State officials said during a press briefing Thursday that COVID-19 cases appear to be plateauing in Alaska, but that nearly every region is still reporting a lot of community spread.
Chief Medical Officer Dr. Anne Zink last week said the Department of Health and Social Services was “cautiously optimistic” after officials noticed cases looked like they hadn’t been increasing at the same rates, but said Thursday that she wishes the state was hitting a decline.
“When you look at the report date we’ve come up and we’re kind of plateauing here,” Zink said Thursday. “We are hoping to kind of see more of a downward trend, but it’s a little bit more of a flat trend across the state of Alaska and (we’re) so grateful that it’s not increasing, but we still have work to do to push those numbers down.”
The approved COVID vaccines, Zink said, are the best tool to get cases to drop off. Non-pharmaceutical intervention — including masking and social distancing — will also make a difference in the coming weeks.
“We can talk a lot about treatment and all sorts of other things, but our biggest tool is that primary (vaccine) series,” she said.
The Pfizer-BioNTech vaccine, now marketed as the Comirnaty, received full approval from the Food and Drug Administration for anyone 16 and older in August.
☆ ☆ ☆ ☆ ☆ ☆ ☆
Requirement -> Carry on the report on COVID-19 cases plateauing in Alaska from its final sentence. The listing that comes next has no connection to the COVID-19 report.
☆ ☆ ☆ ☆ ☆ ☆ ☆
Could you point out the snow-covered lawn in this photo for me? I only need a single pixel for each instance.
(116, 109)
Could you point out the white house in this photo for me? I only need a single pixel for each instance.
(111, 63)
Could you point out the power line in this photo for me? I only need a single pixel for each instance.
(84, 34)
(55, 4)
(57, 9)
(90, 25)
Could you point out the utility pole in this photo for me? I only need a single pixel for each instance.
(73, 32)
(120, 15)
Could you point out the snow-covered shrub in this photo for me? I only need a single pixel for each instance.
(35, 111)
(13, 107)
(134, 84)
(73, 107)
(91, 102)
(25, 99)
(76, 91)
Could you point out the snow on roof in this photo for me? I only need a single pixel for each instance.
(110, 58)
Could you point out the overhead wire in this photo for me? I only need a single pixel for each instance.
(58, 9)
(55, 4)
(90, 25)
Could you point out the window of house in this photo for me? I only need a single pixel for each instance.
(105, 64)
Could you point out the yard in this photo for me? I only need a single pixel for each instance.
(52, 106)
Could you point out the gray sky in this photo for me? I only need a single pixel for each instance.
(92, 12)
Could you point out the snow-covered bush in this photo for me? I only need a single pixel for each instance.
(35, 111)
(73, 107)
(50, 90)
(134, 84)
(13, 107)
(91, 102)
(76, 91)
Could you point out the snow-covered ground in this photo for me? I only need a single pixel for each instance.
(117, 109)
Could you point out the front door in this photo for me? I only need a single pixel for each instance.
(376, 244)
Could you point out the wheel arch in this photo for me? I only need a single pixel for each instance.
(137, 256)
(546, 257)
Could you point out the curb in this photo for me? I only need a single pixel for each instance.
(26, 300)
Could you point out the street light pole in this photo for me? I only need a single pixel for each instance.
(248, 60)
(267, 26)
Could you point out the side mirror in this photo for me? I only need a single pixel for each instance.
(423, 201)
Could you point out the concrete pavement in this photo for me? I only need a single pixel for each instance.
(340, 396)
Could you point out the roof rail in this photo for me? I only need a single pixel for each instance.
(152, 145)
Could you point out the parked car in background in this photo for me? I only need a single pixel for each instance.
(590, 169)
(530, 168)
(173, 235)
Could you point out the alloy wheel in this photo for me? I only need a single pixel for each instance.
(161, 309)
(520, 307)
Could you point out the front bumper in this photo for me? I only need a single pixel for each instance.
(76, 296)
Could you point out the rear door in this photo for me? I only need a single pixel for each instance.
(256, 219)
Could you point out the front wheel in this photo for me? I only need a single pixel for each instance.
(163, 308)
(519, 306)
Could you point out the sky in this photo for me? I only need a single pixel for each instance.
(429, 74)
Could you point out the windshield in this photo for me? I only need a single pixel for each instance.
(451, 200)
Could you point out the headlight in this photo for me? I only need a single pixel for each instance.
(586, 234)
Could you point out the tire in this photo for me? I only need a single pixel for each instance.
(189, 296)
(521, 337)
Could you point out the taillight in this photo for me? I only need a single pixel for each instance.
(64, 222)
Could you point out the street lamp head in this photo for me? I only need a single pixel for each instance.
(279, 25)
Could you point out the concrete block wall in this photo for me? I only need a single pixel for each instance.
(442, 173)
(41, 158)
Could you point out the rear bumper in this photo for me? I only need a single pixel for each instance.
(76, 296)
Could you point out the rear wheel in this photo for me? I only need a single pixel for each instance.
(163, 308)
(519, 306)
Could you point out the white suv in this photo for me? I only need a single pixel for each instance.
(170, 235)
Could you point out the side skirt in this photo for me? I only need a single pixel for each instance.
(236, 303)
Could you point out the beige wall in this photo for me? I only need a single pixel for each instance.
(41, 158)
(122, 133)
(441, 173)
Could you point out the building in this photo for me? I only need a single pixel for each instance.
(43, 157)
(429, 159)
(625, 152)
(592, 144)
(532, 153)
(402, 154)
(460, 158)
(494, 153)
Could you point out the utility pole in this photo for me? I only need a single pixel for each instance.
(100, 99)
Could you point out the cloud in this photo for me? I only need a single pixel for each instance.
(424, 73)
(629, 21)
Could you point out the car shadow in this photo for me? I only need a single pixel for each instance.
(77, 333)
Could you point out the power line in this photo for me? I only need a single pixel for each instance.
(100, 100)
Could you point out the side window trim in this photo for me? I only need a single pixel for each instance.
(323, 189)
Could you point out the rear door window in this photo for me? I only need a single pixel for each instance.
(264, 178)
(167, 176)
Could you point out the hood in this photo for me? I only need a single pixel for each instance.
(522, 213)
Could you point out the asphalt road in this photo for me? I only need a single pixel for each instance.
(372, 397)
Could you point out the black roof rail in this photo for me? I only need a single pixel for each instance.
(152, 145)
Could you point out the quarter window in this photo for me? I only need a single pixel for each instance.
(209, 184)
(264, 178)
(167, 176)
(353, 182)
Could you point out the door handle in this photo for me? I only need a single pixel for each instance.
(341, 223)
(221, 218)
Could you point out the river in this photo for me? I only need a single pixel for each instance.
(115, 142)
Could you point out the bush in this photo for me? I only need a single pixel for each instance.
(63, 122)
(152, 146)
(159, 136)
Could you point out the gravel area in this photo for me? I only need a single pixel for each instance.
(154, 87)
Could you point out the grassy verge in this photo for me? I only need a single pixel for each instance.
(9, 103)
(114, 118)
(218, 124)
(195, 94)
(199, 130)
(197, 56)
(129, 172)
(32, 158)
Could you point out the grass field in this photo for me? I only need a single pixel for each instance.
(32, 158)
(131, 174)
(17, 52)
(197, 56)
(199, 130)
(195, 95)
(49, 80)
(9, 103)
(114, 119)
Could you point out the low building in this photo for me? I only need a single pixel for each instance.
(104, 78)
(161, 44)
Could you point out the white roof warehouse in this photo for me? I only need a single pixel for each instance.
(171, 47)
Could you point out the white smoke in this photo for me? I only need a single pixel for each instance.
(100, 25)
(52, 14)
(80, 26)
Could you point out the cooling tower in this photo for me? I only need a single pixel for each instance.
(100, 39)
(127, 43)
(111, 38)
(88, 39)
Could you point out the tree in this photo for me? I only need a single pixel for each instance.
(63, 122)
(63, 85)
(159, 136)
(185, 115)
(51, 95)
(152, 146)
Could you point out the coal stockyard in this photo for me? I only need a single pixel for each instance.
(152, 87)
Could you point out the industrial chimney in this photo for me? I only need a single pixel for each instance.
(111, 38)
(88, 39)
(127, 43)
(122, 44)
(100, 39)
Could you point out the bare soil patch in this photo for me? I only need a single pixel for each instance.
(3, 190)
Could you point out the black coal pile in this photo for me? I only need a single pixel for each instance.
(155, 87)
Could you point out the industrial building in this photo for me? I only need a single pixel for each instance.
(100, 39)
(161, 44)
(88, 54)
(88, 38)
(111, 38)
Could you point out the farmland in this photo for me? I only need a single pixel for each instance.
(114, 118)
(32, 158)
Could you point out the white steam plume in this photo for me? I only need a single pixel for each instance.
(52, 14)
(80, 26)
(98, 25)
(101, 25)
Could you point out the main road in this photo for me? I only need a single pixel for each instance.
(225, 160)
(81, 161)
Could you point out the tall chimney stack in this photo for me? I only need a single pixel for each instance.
☆ ☆ ☆ ☆ ☆ ☆ ☆
Response to this task ->
Pfizer is still available via emergency use authorization in accordance with FDA guidelines for kids 12 to 15 years old, and the Moderna and Johnson & Johnson/Janssen shots have an EUA for anyone 18 and older.
Additionally, the FDA approved a third dose of both the Pfizer and Moderna vaccines for emergency use in immunocompromised people in August.
And in September the FDA approved a booster dose for the Pfizer shot. They are available for anyone 65 years or older, anyone 18 and older living in long-term care facilities, anyone 18 and older with underlying health conditions and anyone 18 and older working in high-risk settings.
Moderna on Thursday received a recommendation from an FDA advisory panel for booster doses as well, but still waits on final approval from the Centers for Disease Control and Prevention.
Primary care providers can determine eligibility for an initial vaccine series, as well as immunocompromised third shots and booster doses.
Across Alaska, 59% of everyone 12 and up was fully vaccinated against COVID as of Thursday. Another 64.1% had received at least one shot.
The Kenai Peninsula Borough’s vaccination rate continues to lag behind many other regions.
As of Thursday, 49.4% of people 12 and older were fully vaccinated and another 53.4% had received at least one dose.
Zink said data continues to show more adverse side effects and long-term health complications from COVID itself than from the approved vaccines.
“Again, those 12 and above — the risk of COVID is much greater than the risk of vaccination,” she said.
Additionally, Zink reported that hospitalizations statewide have increased in the past few weeks as COVID continues to spread.
The DHSS announced another 986 positive COVID cases Thursday as Alaska remained at a high alert level with an estimated seven-day rolling average of 845.79 cases per 100,000 people across the state. Alaska has the most per capita COVID cases in the country.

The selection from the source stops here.